- Challenge
Present the lines below as a numbered list, leaving out any blank lines.

━━━ The records ━━━

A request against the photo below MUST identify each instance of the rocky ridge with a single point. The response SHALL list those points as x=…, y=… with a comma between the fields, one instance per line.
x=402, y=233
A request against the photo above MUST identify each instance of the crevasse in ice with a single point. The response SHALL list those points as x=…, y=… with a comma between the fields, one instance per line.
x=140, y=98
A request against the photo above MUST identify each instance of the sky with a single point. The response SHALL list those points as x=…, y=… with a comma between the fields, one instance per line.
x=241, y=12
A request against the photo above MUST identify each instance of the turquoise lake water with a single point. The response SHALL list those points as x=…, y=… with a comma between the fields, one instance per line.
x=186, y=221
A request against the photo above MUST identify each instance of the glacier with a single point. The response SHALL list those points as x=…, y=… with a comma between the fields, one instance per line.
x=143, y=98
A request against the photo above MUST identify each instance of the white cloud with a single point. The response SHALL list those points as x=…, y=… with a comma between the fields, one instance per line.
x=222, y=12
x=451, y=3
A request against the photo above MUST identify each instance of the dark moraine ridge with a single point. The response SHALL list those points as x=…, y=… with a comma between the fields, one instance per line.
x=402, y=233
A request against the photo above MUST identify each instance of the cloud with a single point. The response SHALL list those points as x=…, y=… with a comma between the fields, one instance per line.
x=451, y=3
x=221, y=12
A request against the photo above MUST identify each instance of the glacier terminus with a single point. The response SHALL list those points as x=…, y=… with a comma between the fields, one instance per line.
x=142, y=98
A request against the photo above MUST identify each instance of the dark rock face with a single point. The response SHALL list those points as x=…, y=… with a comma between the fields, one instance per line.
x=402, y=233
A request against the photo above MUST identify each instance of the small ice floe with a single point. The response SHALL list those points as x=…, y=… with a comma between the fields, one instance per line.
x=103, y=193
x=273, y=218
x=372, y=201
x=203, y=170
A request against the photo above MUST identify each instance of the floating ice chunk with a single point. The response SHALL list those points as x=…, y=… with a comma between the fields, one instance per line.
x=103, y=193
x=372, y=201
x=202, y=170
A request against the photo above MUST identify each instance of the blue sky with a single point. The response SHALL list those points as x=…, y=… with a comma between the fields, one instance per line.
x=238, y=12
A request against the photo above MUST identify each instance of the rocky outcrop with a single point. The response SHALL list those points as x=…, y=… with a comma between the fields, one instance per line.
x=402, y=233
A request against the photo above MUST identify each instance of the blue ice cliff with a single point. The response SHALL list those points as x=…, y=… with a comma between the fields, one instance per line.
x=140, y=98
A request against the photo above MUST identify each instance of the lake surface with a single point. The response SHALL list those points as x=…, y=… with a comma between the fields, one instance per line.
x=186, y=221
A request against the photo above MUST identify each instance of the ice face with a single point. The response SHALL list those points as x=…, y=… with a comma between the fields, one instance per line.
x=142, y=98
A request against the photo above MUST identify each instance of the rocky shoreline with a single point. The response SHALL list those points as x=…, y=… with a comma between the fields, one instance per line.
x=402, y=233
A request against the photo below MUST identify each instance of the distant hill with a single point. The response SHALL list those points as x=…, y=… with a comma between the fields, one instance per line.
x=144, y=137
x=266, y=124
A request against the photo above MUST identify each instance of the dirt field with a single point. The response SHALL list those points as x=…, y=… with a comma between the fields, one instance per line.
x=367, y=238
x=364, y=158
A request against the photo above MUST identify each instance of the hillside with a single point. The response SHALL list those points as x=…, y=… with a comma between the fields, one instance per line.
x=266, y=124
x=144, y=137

━━━

- Finished exercise
1. A request against the photo below MUST identify each instance of the rocky ridge with a single point. The response SHALL list those points as x=…, y=… with a comma between the fields, one instance per line.
2. x=402, y=233
3. A request against the photo above MUST identify each instance of the crevasse in ice with a single point. The response SHALL list those points as x=…, y=… with a comma between the fields, one instance per line.
4. x=140, y=98
5. A request against the photo above MUST identify each instance of the sky with a single point. The response SHALL list those points as x=…, y=… with a comma between the fields, one instance per line.
6. x=241, y=12
7. A request against the photo above MUST identify each instance of the turquoise lake water with a single point. The response SHALL list those points as x=…, y=… with a comma between the fields, one instance per line.
8. x=186, y=221
9. A request against the photo above MUST identify each instance of the glacier with a single point. The response SHALL list those points as x=…, y=… with a comma between the fields, one instance per line.
10. x=143, y=98
11. A request against the photo above MUST identify each instance of the white cloud with a single point. The response SHALL list those points as x=…, y=… with a comma between the fields, one instance per line.
12. x=222, y=12
13. x=451, y=3
14. A request against the photo above MUST identify each instance of the dark moraine ridge with a single point. The response SHALL list those points as x=…, y=… with a comma between the fields, one instance per line.
15. x=402, y=233
16. A request against the photo above MUST identify each instance of the cloud with a single point. The response SHALL list those points as x=…, y=… with a comma between the fields, one instance per line.
17. x=451, y=3
18. x=221, y=12
19. A request against the photo above MUST identify each instance of the glacier terminus with a single point. The response SHALL list those points as x=…, y=… with a comma between the fields, one instance per line.
20. x=142, y=98
21. A request against the photo above MUST identify each instance of the dark rock face with a single point. The response SHALL list those points as x=…, y=… with a comma between the fields, one instance per line.
22. x=402, y=233
23. A request against the photo above MUST identify each instance of the small ice floe with a single point. The response SHALL list those points as x=…, y=… with a comma between the fields, one instance per line.
24. x=103, y=193
25. x=273, y=218
26. x=372, y=201
27. x=203, y=170
28. A request against the photo above MUST identify each instance of the floating ice chunk with a single point. The response SHALL list those points as x=…, y=… with a comma between the fields, one instance per line.
29. x=103, y=193
30. x=372, y=201
31. x=202, y=170
32. A request against the photo above MUST identify each instance of the blue sky with a single point. The response SHALL list those points as x=…, y=… with a comma between the fields, one instance per line.
33. x=238, y=12
34. A request against the photo above MUST identify each instance of the rocky outcrop with a single point. The response SHALL list those points as x=…, y=… with a comma between the fields, one instance per line.
35. x=402, y=233
36. A request against the photo above MUST identify each instance of the blue ice cliff with a single point. The response SHALL list those points as x=…, y=… with a comma between the fields, one instance per line.
37. x=140, y=98
38. A request against the photo above MUST identify each instance of the lake surface with a single point. The response SHALL list those points as x=…, y=… with a comma between the fields, one instance per line.
39. x=186, y=221
40. A request against the photo above MUST identify each instance of the ice face with a single point. The response SHALL list those points as x=…, y=… with a comma between the fields, one instance per line.
41. x=142, y=98
42. A request against the photo above MUST identify each instance of the rocky shoreline with a single point. The response SHALL list those points as x=…, y=… with a comma between the fields, one instance per line.
43. x=402, y=233
44. A request against the photo below MUST identify each instance of the distant hill with a single point. The response SHALL list those points as x=…, y=… with a comma between the fields, one instance per line.
45. x=144, y=137
46. x=266, y=124
47. A request against the photo above MUST identify each instance of the dirt field with a single point. The response SHALL list those points as x=…, y=… with a comma between the fields, one instance per line.
48. x=367, y=238
49. x=364, y=158
50. A request against the photo above MUST identify each instance of the hillside with a single point. The response SHALL list those points as x=…, y=… with a comma between the fields, one instance per line.
51. x=266, y=124
52. x=144, y=137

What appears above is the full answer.